* **SOURCE EXCERPT**:
-----

As it was Ricky had a stormer, dropping them all and went on to win by 11 minutes. The second lap was a bit of a blur, it’s too early to hurt, and the end is too far off so positions don’t matter. The main thing was my feet felt good, I was running well, knocking out low 6 minute miles on trails where possible and was climbing well. I was wearing my tried and tested Adidas Adio Adizero’s.. just a superb comfy shoe, a road shoe but with enough grip and support to cope with the conditions on the trail. Interestingly most, if not all, of the French team opted for the same shoe.

The third was where things began to change, it was here I caught the Norwegian, 4th in the world last time, and then soon after Erik, the reigning world champion… there’s not many better feelings in sport than having the current world champion on your shoulder and knowing you are in control, this gave me a great boost and I kicked on. One French runner breezed past me here which was a concern, but I still felt good and tried to ignore any negative thoughts. Food wise I was eating bananas, taking on water, coke and lucozade. I was sweating heavily but pouring water on myself and felt in control.

-----

* **EXERCISE A**: In one to three sentences, explain why, according to the race account, the second lap was a blur in which positions did not matter.
The records that follow are unrelated to the race account above.

* **MATERIAL PROVIDED**:
-----

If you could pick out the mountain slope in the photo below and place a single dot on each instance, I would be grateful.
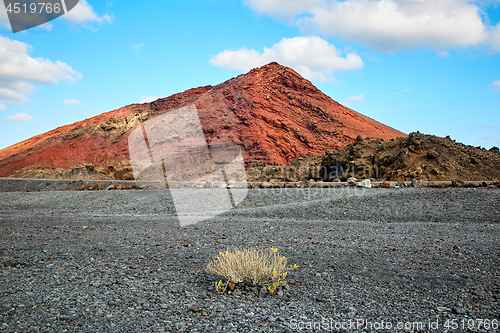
(272, 112)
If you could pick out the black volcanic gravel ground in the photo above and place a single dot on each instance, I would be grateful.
(117, 261)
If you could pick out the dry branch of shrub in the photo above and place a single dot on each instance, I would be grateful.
(255, 265)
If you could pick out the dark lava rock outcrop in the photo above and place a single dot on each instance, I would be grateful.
(273, 113)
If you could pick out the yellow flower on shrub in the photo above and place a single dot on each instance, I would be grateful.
(259, 267)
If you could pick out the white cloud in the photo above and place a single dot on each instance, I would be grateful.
(282, 8)
(313, 57)
(4, 19)
(490, 127)
(73, 102)
(83, 13)
(353, 100)
(137, 47)
(496, 85)
(389, 25)
(18, 70)
(148, 99)
(20, 117)
(494, 39)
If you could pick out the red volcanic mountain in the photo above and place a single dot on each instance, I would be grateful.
(272, 112)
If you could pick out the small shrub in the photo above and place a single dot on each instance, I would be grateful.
(262, 268)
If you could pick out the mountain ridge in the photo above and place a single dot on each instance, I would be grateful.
(273, 113)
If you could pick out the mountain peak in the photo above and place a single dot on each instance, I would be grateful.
(272, 112)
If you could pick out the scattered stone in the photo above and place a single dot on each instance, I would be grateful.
(365, 183)
(457, 310)
(443, 309)
(432, 154)
(196, 309)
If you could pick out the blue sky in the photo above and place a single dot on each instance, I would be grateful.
(417, 65)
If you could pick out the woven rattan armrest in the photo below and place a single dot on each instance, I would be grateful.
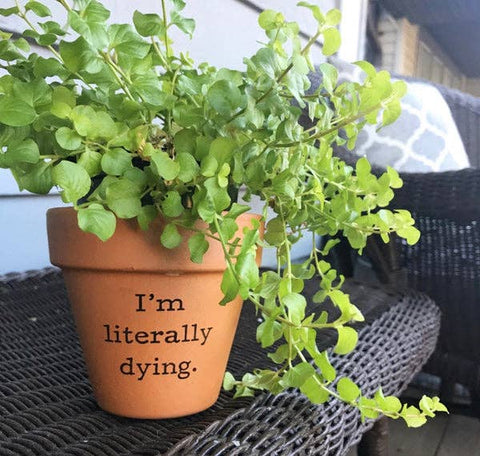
(47, 408)
(453, 195)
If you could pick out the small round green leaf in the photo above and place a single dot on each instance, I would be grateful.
(68, 139)
(170, 237)
(15, 113)
(97, 220)
(73, 179)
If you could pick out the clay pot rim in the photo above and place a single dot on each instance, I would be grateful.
(130, 249)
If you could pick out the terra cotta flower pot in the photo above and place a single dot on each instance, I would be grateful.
(155, 340)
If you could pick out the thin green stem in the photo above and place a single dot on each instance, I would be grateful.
(160, 54)
(164, 12)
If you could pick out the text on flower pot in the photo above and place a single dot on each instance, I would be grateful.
(165, 334)
(181, 370)
(186, 333)
(163, 305)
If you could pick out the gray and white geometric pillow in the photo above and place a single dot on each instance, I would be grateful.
(424, 138)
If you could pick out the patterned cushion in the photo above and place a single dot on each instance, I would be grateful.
(423, 139)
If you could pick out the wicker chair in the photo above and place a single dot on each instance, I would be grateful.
(445, 263)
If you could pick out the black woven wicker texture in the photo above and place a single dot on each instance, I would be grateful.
(47, 407)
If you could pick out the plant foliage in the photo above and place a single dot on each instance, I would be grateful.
(127, 128)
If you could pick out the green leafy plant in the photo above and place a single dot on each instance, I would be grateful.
(126, 128)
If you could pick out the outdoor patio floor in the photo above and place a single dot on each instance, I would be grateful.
(456, 434)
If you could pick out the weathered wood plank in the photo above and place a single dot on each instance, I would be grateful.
(461, 438)
(423, 441)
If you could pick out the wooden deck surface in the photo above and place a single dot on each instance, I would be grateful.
(445, 435)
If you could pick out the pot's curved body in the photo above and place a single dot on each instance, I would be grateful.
(154, 338)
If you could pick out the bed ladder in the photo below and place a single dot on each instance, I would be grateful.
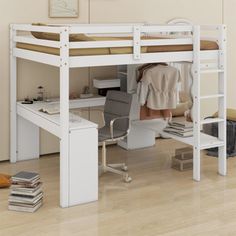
(220, 69)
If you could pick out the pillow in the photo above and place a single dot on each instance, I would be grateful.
(56, 37)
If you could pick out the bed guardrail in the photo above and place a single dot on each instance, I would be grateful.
(135, 32)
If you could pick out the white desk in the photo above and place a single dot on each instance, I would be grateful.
(81, 168)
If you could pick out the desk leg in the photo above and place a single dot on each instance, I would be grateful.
(83, 166)
(27, 140)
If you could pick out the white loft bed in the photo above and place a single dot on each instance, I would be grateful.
(78, 146)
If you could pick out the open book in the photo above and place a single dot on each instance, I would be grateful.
(50, 109)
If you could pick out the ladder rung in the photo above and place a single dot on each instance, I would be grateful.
(208, 141)
(207, 71)
(212, 96)
(212, 145)
(211, 120)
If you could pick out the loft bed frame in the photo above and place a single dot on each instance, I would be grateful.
(62, 127)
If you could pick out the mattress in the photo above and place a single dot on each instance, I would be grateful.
(205, 45)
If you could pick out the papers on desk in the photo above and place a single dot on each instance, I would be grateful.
(54, 108)
(50, 109)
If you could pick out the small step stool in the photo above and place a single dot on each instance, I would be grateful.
(183, 159)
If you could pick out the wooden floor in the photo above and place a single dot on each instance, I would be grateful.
(159, 201)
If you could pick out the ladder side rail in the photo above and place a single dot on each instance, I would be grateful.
(196, 104)
(222, 80)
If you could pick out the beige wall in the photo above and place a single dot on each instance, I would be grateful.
(33, 74)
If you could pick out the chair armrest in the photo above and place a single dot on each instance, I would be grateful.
(112, 124)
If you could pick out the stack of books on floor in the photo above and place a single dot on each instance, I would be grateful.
(26, 192)
(180, 128)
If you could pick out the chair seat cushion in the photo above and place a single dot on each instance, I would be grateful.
(104, 133)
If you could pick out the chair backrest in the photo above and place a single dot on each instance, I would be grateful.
(117, 104)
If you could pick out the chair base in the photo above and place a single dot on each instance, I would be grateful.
(112, 168)
(104, 167)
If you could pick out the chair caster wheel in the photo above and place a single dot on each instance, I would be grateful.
(124, 168)
(127, 179)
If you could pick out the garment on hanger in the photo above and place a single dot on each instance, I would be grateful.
(147, 66)
(149, 114)
(158, 87)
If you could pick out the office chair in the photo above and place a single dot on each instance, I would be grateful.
(116, 118)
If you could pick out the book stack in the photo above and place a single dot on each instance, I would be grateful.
(26, 192)
(180, 128)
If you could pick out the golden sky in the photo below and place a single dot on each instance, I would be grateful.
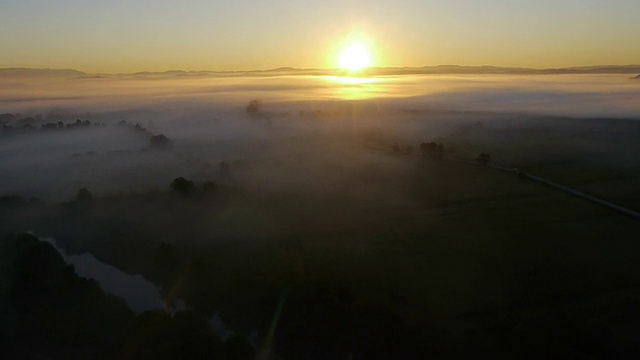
(158, 35)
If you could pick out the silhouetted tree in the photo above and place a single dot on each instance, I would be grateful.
(159, 141)
(432, 150)
(483, 159)
(254, 107)
(409, 149)
(84, 195)
(208, 187)
(183, 186)
(224, 168)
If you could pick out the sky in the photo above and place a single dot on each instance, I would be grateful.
(119, 36)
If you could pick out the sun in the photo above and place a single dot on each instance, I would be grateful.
(354, 58)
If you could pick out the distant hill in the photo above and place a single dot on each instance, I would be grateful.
(375, 71)
(51, 73)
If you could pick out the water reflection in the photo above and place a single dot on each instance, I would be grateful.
(140, 294)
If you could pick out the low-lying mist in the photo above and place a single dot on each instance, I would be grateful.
(304, 124)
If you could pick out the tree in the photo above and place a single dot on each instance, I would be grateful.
(159, 141)
(224, 168)
(84, 196)
(253, 108)
(183, 187)
(483, 159)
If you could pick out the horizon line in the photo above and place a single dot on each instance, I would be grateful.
(631, 68)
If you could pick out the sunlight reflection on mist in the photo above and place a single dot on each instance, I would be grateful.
(572, 95)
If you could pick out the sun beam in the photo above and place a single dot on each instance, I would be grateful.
(354, 58)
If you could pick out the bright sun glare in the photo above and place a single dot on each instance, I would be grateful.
(354, 57)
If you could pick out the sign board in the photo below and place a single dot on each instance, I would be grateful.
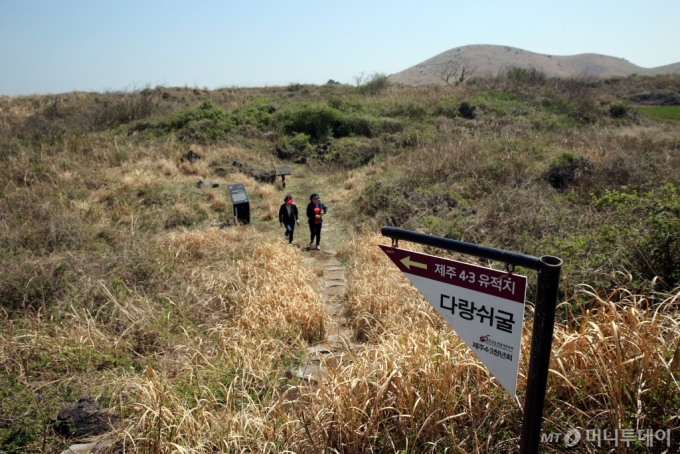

-----

* **EXERCISE B**: Select every line of the records that contains the string "wooden", treating case as significant.

* **TASK SOLUTION A**: It was still too early in the race for the effort to hurt, and the finish was too far off for positions to matter.

* **TASK SOLUTION B**:
If you could pick out the wooden deck surface in the photo above and place a single dot on each instance, I would be grateful.
If you could pick out the wooden floor in the photo above and place a single dot on each instance, I would be grateful.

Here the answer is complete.